**Task details:** From the line with "Target = city skyline" through the final line, transcribe the material below character for character; include no other lines.
BEGIN Supplied information
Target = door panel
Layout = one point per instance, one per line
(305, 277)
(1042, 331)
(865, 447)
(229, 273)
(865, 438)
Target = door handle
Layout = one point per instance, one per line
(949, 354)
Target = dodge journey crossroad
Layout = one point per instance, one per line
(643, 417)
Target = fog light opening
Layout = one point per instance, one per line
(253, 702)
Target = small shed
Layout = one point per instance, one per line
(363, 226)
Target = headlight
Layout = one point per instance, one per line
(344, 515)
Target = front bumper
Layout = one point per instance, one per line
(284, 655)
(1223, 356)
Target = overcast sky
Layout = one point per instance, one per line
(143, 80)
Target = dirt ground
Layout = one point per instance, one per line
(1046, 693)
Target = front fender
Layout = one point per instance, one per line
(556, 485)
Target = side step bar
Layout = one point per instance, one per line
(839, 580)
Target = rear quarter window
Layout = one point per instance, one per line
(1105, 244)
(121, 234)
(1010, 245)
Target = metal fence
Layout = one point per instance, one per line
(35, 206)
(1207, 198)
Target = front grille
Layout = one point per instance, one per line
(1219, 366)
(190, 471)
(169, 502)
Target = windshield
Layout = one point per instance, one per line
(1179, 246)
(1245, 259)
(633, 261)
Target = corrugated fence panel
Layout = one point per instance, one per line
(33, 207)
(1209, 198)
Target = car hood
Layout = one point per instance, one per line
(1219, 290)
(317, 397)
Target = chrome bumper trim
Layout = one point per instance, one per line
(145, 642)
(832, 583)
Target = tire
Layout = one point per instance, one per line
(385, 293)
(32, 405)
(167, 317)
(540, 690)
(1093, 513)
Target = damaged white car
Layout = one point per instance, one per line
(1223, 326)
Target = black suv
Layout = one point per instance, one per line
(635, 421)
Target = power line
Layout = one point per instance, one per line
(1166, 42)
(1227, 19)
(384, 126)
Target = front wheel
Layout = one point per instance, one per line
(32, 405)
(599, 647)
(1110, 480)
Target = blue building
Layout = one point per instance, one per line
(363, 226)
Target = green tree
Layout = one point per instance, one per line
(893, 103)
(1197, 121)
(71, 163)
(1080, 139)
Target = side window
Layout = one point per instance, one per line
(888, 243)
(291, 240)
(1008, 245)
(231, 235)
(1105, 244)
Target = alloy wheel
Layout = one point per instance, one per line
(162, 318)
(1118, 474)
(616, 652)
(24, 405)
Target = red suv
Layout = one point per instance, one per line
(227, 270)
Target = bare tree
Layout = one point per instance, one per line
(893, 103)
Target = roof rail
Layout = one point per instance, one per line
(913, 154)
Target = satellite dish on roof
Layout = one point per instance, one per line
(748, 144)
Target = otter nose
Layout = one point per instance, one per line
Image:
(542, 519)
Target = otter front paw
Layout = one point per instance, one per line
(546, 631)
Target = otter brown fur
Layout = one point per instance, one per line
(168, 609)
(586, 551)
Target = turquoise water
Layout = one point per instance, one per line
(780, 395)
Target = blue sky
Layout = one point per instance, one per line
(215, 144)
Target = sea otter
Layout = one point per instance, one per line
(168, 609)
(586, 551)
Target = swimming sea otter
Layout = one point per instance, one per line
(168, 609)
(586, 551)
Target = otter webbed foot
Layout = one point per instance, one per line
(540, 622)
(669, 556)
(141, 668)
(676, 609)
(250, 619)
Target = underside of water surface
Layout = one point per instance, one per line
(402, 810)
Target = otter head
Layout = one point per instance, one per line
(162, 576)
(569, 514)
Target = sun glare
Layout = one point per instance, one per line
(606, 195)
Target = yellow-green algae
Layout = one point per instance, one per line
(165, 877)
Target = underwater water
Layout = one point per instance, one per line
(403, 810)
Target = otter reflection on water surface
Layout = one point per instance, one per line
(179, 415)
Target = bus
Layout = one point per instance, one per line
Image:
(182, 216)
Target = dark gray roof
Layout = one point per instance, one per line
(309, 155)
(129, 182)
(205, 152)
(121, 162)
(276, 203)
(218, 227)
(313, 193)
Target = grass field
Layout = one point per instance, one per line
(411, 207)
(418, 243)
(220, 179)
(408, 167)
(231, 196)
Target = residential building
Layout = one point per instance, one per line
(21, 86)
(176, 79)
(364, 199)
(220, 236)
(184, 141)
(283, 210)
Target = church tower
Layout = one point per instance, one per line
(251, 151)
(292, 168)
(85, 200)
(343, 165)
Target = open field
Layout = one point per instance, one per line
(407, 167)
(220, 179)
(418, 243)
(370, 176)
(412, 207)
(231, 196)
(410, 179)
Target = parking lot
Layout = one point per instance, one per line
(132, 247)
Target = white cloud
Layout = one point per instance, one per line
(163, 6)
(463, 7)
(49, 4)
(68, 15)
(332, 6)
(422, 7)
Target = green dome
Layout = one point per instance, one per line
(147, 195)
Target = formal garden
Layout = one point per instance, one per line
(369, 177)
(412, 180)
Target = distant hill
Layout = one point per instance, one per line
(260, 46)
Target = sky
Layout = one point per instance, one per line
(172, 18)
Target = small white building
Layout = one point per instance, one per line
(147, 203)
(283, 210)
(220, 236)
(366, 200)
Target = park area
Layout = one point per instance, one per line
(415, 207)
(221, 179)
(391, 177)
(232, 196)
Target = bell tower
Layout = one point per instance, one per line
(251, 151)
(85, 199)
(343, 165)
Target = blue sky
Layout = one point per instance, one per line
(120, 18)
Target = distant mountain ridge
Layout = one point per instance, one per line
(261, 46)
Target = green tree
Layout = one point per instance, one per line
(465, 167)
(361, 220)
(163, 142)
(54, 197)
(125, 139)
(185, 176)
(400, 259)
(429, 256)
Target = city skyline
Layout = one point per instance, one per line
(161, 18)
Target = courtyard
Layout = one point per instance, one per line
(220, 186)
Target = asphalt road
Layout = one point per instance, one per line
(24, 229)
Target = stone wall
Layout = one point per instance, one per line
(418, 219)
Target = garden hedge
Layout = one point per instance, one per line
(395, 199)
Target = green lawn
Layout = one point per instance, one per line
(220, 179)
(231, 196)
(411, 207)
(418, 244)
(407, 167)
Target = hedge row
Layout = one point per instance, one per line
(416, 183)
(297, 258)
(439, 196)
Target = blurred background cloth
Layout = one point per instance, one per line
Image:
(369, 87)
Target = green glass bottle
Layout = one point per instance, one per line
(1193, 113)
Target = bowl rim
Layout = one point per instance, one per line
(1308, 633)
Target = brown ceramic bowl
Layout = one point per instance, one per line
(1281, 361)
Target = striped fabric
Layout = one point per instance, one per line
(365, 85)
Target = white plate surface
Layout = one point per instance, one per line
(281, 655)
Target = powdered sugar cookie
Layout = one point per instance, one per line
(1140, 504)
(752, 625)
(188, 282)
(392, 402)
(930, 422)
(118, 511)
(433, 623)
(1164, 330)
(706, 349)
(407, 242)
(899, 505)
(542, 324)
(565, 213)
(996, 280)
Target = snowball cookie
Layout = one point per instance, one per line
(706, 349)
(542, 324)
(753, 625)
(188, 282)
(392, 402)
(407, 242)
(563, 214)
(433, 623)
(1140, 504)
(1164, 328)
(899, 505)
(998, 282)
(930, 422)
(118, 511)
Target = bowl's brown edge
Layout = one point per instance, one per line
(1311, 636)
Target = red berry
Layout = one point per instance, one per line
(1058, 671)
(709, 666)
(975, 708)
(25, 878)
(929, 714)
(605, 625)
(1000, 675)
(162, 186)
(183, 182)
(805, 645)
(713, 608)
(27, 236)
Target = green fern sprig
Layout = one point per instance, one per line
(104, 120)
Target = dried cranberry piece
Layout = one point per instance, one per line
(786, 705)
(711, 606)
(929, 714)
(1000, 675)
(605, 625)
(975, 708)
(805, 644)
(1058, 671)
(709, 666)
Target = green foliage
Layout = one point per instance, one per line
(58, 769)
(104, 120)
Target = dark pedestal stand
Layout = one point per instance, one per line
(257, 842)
END Supplied information
**Result for this exercise:**
Target = city skyline
Layout = one point per instance, one per line
(161, 18)
Target = courtyard
Layout = one point per instance, one per line
(220, 186)
Target = asphalt road
Layout = one point per instance, one per line
(24, 229)
Target = stone wall
Layout = one point per instance, one per line
(418, 219)
Target = garden hedge
Layout = one point per instance, one per line
(395, 199)
Target = green lawn
Layout = one point per instance, one per line
(220, 179)
(231, 196)
(411, 207)
(418, 244)
(407, 167)
Target = hedge row
Layout = one point per instance, one per line
(416, 183)
(297, 258)
(439, 196)
Target = blurred background cloth
Layout = one point per instance, one per line
Image:
(369, 87)
Target = green glass bottle
Layout = one point per instance, one per line
(1193, 113)
Target = bowl rim
Layout = one point per instance, one per line
(1308, 633)
Target = brown ceramic bowl
Layout = one point per instance, one per line
(1281, 361)
Target = striped fabric
Layout = one point per instance, one per line
(365, 85)
Target = white plate surface
Layout = one point per instance, one per line
(281, 655)
Target = powdered sugar cookie
Layout = one point per instance, one per line
(1140, 504)
(752, 625)
(188, 282)
(392, 402)
(930, 422)
(118, 511)
(433, 623)
(1164, 330)
(706, 349)
(407, 242)
(899, 505)
(542, 324)
(565, 213)
(996, 280)
Target = snowball cookie
Layout = one point per instance, one per line
(706, 349)
(542, 324)
(753, 625)
(188, 282)
(392, 402)
(407, 242)
(563, 214)
(433, 623)
(1140, 504)
(1164, 328)
(899, 505)
(998, 282)
(930, 422)
(118, 511)
Target = bowl's brown edge
Layout = one point per instance, one per line
(1311, 636)
Target = red berry
Layout = one point per instance, one per line
(1058, 671)
(709, 666)
(975, 708)
(25, 878)
(929, 714)
(605, 625)
(1000, 675)
(162, 186)
(183, 182)
(805, 645)
(713, 608)
(27, 236)
Target = green fern sprig
Layout = one point per instance, one per line
(104, 120)
Target = dried cranberry piece
Layout = one point per instance, one per line
(786, 705)
(711, 606)
(929, 714)
(1000, 675)
(605, 625)
(975, 708)
(805, 644)
(1058, 671)
(709, 666)
Target = green foliage
Layout = one point per instance, one per line
(58, 769)
(104, 120)
Target = dark pedestal stand
Layout = one point per instance, one per line
(257, 842)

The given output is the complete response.